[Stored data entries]
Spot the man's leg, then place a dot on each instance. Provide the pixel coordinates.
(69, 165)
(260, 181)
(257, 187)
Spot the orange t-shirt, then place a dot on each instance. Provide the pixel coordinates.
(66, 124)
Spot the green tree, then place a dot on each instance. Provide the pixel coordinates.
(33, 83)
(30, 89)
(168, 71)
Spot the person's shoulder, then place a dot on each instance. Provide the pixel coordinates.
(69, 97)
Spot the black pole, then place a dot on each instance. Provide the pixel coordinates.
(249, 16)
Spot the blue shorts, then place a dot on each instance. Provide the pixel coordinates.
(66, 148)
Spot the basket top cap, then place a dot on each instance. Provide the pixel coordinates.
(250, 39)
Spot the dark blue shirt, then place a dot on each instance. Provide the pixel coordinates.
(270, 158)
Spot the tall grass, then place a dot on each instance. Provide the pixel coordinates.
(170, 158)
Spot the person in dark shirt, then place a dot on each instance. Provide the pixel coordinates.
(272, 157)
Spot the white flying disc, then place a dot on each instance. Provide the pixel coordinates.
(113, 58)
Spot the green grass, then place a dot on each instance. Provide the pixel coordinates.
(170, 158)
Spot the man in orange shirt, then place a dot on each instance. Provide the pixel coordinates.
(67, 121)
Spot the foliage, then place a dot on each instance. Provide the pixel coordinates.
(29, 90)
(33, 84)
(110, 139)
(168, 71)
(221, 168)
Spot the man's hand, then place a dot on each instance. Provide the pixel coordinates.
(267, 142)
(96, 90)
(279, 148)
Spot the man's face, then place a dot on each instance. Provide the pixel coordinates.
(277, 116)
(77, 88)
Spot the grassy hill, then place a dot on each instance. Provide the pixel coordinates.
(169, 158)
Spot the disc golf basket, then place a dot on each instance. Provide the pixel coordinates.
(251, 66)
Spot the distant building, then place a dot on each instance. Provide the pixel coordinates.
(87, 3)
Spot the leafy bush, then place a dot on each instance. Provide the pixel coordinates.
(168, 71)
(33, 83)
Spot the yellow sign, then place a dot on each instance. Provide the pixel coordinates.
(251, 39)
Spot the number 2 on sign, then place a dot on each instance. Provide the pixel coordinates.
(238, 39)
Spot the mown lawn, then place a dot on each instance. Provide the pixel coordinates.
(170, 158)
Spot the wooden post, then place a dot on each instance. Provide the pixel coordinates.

*Requirement*. Write out, word for word, every line from the one containing "Spot the mown" through the last line of the records above.

*Solution below*.
Spot the mown lawn, then place a dot on each instance. Provide the pixel coordinates.
(170, 158)
Spot the wooden post, then place a dot on each instance. Provide the pixel coordinates.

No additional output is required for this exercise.